§ What to produce: Set every entry below down once more, exactly as it stands, without images.

..............................

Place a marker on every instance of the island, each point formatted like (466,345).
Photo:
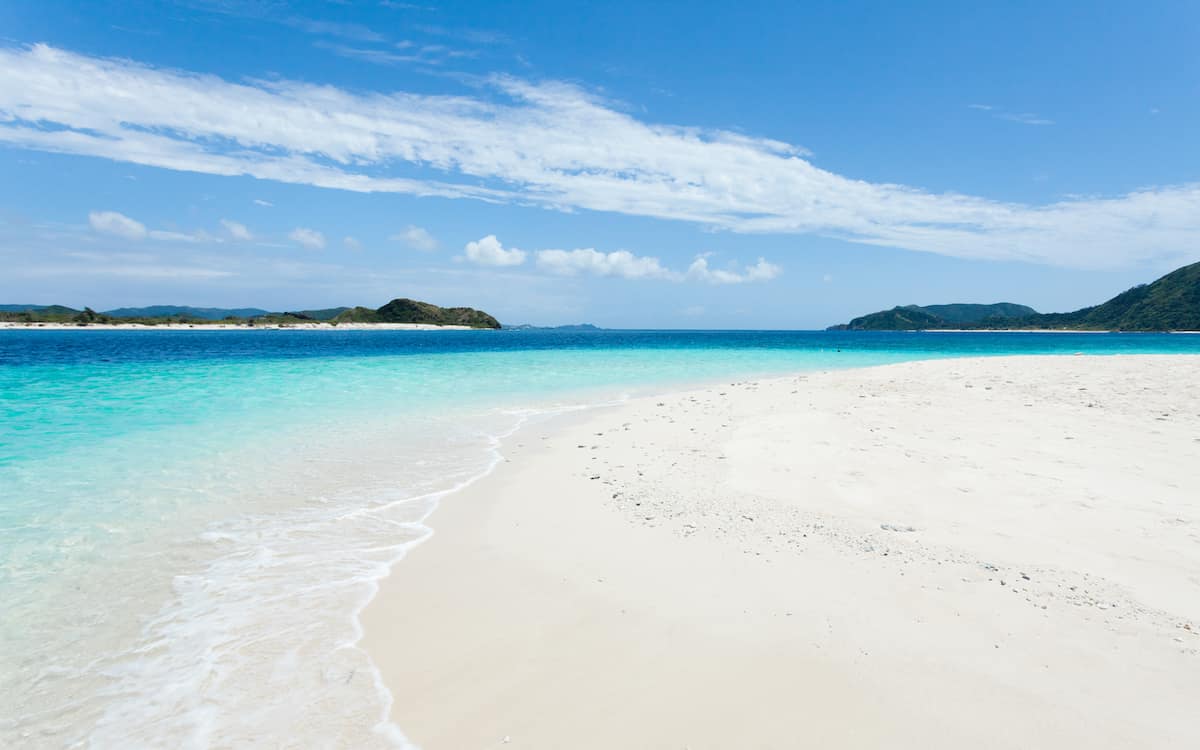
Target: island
(400,312)
(1169,304)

..............................

§ Output for this task:
Place a marker on every instance of the island, each point formatted like (466,345).
Photo:
Target: island
(400,312)
(1169,304)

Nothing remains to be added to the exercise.